- **WHAT IS EXPECTED**: List each line of the data in which the string "output" appears.

:: INPUT

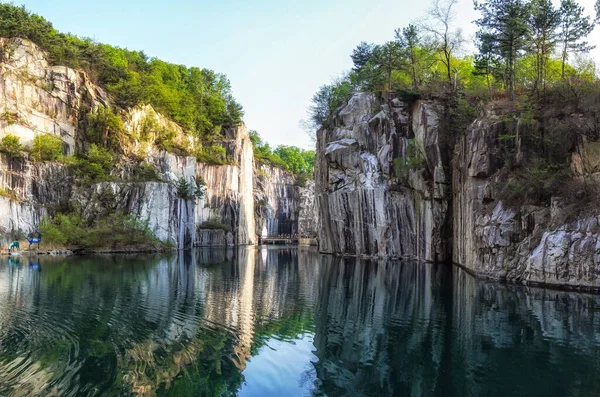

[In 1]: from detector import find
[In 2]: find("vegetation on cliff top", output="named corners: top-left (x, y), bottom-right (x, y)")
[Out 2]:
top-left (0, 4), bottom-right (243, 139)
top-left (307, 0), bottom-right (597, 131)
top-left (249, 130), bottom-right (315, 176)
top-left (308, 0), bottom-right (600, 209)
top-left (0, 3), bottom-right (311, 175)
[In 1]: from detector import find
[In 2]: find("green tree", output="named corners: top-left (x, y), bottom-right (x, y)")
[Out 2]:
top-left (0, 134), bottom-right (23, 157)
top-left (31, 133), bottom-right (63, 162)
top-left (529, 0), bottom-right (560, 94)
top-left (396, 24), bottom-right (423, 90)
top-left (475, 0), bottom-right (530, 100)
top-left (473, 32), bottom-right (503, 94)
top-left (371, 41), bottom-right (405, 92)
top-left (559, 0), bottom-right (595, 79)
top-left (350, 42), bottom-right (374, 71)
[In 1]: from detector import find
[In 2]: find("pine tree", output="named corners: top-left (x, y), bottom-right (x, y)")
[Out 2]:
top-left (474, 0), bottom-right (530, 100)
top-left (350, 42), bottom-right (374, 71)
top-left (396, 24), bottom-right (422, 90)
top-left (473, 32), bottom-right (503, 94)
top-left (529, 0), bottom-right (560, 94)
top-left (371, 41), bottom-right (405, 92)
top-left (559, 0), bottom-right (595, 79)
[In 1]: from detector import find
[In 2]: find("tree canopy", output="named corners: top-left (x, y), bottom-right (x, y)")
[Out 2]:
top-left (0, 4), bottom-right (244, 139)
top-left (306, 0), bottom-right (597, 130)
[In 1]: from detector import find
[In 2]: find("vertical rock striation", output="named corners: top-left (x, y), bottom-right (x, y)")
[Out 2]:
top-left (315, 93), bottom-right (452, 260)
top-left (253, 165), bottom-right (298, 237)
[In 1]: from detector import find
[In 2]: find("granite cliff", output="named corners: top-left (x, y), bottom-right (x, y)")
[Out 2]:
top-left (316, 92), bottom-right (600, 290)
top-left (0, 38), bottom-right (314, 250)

::::
:: INPUT

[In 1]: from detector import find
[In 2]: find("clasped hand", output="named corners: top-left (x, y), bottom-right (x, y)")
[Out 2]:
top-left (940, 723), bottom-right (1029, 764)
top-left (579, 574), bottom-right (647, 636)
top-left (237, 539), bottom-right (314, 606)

::::
:: INPUT

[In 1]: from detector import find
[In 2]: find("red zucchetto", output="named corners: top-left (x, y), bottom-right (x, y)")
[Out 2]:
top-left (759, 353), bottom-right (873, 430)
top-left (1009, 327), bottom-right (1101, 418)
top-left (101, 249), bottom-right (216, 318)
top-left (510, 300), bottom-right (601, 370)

::::

- **ANSWER SPACE**:
[In 2]: find("vegetation on cliff top", output="named corners: top-left (x, y), bottom-right (x, y)")
[In 2]: find("green tree", output="named corners: top-left (x, y), bottom-right (x, y)")
[In 2]: find("pine tree", output="named corners: top-left (x, y), bottom-right (x, y)")
[In 2]: find("tree canopy", output="named corners: top-left (x, y), bottom-right (x, y)")
[In 2]: find("vertical rock striation", output="named corners: top-left (x, y), bottom-right (x, y)")
[In 2]: find("granite cliff", output="named corners: top-left (x, y), bottom-right (x, y)")
[In 2]: find("clasped hand", output="named corners: top-left (x, y), bottom-right (x, y)")
[In 2]: find("red zucchetto", output="named corners: top-left (x, y), bottom-right (x, y)")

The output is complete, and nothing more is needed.